Dataset records:
%%
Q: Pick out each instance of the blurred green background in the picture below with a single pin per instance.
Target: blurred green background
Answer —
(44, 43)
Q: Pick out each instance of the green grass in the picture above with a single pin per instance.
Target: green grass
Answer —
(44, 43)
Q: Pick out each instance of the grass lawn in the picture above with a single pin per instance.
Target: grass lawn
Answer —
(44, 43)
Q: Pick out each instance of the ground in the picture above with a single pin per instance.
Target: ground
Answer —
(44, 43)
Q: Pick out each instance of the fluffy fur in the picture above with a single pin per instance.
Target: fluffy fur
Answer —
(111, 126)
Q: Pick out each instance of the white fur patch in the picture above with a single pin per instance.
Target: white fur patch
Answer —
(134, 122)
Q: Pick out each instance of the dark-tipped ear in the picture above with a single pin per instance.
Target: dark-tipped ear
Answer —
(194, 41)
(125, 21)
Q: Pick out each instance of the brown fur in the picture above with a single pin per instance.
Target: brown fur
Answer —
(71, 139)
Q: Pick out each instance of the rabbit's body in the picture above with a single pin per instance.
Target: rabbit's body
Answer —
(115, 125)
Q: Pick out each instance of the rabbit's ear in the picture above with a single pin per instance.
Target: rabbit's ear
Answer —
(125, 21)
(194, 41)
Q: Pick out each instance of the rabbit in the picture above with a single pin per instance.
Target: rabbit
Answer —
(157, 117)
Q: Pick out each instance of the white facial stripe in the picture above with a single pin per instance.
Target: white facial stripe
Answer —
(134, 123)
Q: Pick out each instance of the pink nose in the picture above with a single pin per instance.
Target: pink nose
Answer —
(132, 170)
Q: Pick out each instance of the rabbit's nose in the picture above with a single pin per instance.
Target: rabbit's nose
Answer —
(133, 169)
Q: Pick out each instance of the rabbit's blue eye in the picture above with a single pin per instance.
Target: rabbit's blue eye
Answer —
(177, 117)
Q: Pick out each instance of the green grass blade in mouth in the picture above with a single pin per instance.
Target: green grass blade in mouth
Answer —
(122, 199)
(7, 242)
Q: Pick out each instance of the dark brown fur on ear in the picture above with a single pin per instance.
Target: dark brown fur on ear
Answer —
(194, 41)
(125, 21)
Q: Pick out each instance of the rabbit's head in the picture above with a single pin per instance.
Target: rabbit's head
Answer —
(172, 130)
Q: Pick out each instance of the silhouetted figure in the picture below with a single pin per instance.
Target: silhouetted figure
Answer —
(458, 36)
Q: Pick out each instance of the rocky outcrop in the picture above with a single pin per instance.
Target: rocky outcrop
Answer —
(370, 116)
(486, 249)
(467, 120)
%%
GOAL OF THE EXERCISE
Only lines containing the string "patch" are needed. Pull each of them out of the records above.

ANSWER BOX
Q: Pick out each instance of the white fur patch in the picture above with a single pin per instance.
Target: white fur patch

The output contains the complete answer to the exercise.